[Written instruction] Lay out every line of the records below as a Markdown table with the columns Row and Text, numbering each row and skipping blank lines. Leave the pictures out of your answer.

[Information given]
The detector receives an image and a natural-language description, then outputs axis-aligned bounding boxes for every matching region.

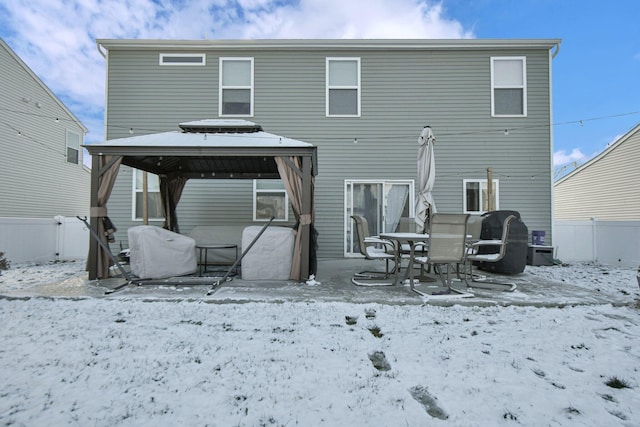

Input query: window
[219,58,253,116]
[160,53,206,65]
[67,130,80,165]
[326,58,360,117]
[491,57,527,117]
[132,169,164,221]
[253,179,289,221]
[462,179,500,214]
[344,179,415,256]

[Result for this exercise]
| Row | Text |
|---|---|
| 1 | The detector receives an image and a natural-language description, then outputs axis-aligned bounding boxes for every matching region. |
| 2 | Input query: window |
| 3 | [219,58,253,116] |
| 4 | [160,53,206,65] |
| 5 | [67,130,80,165] |
| 6 | [326,58,360,117] |
| 7 | [491,57,527,117] |
| 8 | [132,169,164,221] |
| 9 | [253,179,289,221] |
| 10 | [462,179,500,214] |
| 11 | [344,179,415,256] |